■ **THE TASK**: Which lines in the material below contain the string "shorts" (case-sensitive)? Pick out each one and copy it.

— begin THE INPUT —

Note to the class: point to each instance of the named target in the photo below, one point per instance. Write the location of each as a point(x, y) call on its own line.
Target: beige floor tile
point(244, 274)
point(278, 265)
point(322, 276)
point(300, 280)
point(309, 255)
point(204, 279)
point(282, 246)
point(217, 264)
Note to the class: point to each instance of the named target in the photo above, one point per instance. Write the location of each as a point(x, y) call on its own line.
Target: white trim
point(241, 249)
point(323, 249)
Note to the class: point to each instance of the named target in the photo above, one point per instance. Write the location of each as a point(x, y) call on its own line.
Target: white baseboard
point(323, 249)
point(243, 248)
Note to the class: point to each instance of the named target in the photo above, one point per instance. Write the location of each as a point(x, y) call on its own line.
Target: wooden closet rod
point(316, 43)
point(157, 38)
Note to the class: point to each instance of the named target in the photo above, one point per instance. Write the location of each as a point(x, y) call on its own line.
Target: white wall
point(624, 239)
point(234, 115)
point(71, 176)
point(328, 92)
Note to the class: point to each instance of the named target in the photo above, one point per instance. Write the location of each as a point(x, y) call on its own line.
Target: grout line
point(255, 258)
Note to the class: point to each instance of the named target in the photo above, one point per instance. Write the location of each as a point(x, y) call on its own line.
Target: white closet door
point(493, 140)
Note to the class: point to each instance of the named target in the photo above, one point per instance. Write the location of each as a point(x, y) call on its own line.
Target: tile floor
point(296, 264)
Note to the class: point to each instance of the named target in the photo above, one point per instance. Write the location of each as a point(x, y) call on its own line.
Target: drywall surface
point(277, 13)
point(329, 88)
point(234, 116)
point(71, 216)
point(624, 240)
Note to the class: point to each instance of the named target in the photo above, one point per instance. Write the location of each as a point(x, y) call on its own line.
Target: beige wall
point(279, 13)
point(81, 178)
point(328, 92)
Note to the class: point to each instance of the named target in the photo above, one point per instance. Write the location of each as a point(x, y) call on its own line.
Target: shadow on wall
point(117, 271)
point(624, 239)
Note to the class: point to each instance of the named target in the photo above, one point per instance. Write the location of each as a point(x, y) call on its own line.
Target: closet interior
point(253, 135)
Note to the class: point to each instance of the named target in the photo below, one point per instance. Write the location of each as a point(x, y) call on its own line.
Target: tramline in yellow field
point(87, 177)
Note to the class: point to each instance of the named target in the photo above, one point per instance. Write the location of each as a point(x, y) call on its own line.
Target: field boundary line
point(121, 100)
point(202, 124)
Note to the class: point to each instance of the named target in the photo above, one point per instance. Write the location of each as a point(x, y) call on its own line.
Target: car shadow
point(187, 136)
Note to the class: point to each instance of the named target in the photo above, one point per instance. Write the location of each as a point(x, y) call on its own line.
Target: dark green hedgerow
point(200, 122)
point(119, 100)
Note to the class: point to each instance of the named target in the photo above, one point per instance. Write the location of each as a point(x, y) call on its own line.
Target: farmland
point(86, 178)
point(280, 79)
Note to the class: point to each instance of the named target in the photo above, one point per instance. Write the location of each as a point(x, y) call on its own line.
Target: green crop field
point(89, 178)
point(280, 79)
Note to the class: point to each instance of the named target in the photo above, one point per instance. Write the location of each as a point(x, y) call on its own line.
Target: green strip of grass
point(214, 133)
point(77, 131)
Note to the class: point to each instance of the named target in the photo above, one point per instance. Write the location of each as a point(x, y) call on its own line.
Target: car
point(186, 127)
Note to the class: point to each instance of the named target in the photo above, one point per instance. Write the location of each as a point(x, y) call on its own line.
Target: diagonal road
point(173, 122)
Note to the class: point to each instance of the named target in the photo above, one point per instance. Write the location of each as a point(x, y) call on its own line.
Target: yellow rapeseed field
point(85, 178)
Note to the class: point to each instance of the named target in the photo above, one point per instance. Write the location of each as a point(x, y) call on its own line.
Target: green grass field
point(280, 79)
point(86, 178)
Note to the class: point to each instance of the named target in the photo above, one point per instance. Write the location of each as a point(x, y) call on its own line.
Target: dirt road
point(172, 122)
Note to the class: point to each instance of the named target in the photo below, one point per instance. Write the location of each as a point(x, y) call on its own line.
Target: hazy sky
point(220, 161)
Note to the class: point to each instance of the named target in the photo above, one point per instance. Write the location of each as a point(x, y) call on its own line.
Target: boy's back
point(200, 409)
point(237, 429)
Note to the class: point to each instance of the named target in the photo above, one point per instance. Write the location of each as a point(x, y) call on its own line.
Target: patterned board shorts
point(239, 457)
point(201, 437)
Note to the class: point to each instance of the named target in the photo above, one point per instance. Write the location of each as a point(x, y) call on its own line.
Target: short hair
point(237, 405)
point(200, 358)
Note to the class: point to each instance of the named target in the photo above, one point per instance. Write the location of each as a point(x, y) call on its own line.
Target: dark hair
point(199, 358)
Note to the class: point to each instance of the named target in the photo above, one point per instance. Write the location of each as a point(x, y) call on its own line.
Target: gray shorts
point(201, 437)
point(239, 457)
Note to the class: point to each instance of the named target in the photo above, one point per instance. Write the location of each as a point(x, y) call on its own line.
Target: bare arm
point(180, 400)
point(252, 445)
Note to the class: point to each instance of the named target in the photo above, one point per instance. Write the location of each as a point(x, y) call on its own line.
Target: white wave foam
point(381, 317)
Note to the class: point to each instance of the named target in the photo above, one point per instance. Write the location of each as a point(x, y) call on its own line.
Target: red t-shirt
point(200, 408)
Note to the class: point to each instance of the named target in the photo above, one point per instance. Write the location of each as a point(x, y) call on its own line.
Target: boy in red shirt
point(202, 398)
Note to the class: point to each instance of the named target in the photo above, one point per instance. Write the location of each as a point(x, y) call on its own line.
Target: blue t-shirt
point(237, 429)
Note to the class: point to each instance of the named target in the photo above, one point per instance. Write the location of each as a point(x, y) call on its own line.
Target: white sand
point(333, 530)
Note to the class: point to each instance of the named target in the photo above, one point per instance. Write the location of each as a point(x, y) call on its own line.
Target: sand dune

— end THE INPUT —

■ **WORKED ANSWER**:
Target: patterned board shorts
Target: gray shorts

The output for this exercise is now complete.